───── Records supplied

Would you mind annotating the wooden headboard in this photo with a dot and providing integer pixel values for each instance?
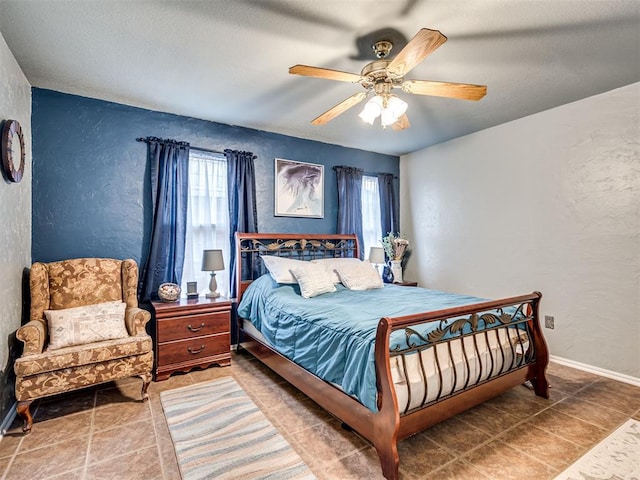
(250, 246)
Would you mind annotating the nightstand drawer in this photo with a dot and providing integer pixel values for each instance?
(179, 328)
(193, 349)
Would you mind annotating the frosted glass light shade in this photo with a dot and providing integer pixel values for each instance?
(212, 260)
(395, 109)
(376, 255)
(371, 110)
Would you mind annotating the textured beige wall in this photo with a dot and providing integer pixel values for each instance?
(549, 202)
(15, 215)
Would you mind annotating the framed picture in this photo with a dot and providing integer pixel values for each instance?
(299, 189)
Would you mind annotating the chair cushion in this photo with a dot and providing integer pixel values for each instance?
(84, 281)
(70, 357)
(46, 384)
(88, 324)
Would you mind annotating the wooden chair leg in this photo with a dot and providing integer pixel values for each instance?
(146, 381)
(24, 411)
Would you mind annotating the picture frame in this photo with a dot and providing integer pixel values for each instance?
(299, 189)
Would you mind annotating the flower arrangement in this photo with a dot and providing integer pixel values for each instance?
(394, 245)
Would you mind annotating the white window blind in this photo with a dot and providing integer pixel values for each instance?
(207, 219)
(371, 229)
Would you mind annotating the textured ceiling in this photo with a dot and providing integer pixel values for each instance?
(227, 61)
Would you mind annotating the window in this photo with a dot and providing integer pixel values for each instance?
(207, 219)
(371, 229)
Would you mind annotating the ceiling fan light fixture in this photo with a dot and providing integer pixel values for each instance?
(396, 107)
(389, 109)
(372, 110)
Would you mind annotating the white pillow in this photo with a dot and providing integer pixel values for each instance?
(332, 264)
(280, 267)
(362, 276)
(313, 280)
(88, 324)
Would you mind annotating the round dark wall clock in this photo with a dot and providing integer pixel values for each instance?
(12, 151)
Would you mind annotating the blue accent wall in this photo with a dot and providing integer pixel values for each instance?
(91, 195)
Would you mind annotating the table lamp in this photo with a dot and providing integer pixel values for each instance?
(212, 261)
(376, 257)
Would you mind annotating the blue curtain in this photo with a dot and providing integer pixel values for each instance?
(169, 165)
(350, 202)
(241, 182)
(388, 204)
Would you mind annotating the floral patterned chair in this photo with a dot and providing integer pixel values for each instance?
(85, 328)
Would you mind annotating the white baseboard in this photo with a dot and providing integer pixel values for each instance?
(8, 420)
(620, 377)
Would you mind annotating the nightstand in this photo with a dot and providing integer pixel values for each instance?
(407, 283)
(191, 333)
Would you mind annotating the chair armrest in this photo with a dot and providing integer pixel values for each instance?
(136, 319)
(33, 335)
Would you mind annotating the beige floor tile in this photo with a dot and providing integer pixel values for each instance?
(328, 442)
(456, 435)
(121, 440)
(520, 402)
(356, 466)
(501, 462)
(593, 413)
(614, 395)
(542, 445)
(212, 373)
(293, 418)
(140, 465)
(419, 455)
(176, 380)
(489, 419)
(47, 461)
(456, 470)
(571, 428)
(114, 414)
(65, 404)
(57, 430)
(11, 440)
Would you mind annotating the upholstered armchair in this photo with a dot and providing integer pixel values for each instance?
(85, 328)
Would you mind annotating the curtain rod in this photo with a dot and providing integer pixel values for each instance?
(200, 149)
(370, 174)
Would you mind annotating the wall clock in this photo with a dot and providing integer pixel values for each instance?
(12, 151)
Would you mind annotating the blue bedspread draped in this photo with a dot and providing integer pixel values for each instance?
(333, 335)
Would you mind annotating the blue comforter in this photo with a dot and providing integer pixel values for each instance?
(333, 335)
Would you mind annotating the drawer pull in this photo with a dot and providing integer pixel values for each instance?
(195, 352)
(196, 329)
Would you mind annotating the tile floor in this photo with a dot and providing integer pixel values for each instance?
(107, 433)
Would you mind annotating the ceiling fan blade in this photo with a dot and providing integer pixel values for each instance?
(425, 42)
(462, 91)
(325, 73)
(340, 108)
(402, 123)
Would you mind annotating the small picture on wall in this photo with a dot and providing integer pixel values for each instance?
(299, 189)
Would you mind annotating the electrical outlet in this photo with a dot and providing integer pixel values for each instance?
(549, 322)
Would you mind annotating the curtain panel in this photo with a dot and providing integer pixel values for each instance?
(388, 204)
(243, 215)
(169, 165)
(350, 202)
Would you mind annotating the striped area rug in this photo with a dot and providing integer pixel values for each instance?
(617, 457)
(218, 432)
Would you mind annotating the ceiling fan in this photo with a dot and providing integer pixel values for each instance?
(383, 75)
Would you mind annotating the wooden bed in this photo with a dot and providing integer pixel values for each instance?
(393, 422)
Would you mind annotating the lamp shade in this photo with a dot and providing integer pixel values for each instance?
(376, 255)
(212, 260)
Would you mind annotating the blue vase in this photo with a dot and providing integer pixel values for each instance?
(387, 274)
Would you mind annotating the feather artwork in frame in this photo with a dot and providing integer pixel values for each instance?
(299, 189)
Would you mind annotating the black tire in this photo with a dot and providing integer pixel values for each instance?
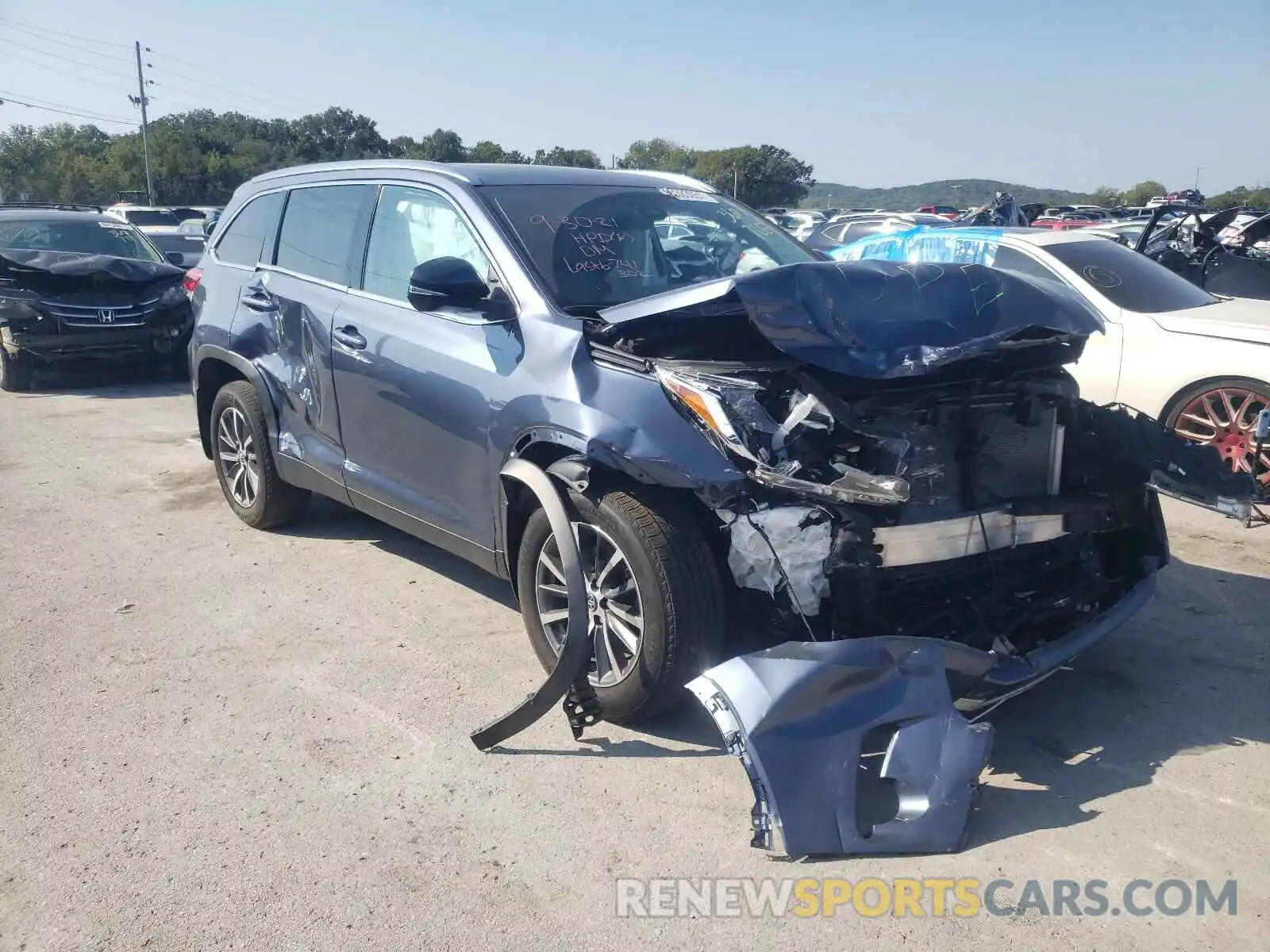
(679, 589)
(275, 501)
(16, 371)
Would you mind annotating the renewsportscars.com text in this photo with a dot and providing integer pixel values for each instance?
(872, 898)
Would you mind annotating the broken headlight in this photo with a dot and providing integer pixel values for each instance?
(732, 416)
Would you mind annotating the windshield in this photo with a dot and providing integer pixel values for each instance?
(152, 217)
(602, 245)
(1130, 279)
(84, 236)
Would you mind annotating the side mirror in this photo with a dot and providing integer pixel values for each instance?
(446, 281)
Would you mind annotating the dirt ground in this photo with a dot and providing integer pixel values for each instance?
(215, 738)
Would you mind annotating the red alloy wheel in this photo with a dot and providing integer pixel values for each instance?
(1226, 419)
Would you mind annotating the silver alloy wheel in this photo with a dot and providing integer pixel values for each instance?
(235, 447)
(615, 609)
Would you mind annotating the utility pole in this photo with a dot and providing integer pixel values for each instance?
(145, 124)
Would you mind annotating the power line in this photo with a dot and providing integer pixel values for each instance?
(61, 42)
(220, 75)
(277, 105)
(63, 106)
(10, 101)
(59, 33)
(65, 59)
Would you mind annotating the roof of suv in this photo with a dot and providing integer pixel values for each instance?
(48, 215)
(498, 175)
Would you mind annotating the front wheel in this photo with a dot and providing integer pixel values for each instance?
(244, 463)
(654, 601)
(1223, 414)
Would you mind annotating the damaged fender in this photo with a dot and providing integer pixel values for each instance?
(577, 647)
(798, 716)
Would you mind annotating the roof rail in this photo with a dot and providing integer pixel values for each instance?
(673, 177)
(56, 206)
(365, 165)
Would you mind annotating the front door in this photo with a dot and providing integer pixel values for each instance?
(414, 386)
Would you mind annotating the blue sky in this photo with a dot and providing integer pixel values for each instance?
(1070, 94)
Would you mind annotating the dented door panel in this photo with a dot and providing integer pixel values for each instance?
(283, 327)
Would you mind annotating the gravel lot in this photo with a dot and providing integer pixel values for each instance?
(216, 738)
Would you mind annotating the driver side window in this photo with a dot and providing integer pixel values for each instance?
(413, 226)
(1011, 260)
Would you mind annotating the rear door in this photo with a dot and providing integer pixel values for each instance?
(287, 309)
(241, 247)
(1099, 368)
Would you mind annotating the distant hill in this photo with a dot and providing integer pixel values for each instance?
(963, 194)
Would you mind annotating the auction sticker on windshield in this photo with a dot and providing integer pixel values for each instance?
(686, 196)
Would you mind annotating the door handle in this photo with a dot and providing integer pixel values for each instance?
(260, 301)
(349, 338)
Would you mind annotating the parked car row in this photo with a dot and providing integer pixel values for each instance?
(1194, 359)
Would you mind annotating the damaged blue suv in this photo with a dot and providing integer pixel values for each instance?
(752, 446)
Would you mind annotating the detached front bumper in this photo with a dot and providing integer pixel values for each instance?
(859, 747)
(152, 340)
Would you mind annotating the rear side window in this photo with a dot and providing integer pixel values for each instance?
(413, 226)
(243, 241)
(319, 228)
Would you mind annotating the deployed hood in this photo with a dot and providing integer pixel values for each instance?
(879, 319)
(1236, 319)
(27, 266)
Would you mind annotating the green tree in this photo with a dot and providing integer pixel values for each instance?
(1241, 196)
(765, 175)
(1105, 197)
(1143, 192)
(575, 158)
(334, 135)
(658, 155)
(487, 152)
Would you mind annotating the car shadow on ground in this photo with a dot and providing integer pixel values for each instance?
(107, 381)
(1187, 677)
(332, 520)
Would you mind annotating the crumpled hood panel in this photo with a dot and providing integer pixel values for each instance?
(879, 319)
(18, 263)
(1238, 319)
(888, 319)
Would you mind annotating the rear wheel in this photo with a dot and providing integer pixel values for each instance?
(175, 365)
(654, 601)
(1223, 414)
(244, 463)
(16, 371)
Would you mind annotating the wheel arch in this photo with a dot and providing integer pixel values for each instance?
(215, 367)
(1175, 401)
(571, 467)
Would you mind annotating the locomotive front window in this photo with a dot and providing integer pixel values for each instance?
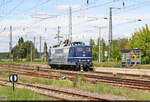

──────────

* Written instruction
Show each line above that contains the string "roof".

* Result
Would you mind annotating the roof of suv in this photo with a dot and providing integer pixel values for each instance?
Would you mind annotating the roof rail in this photo with a dot and providing integer pixel values for each instance?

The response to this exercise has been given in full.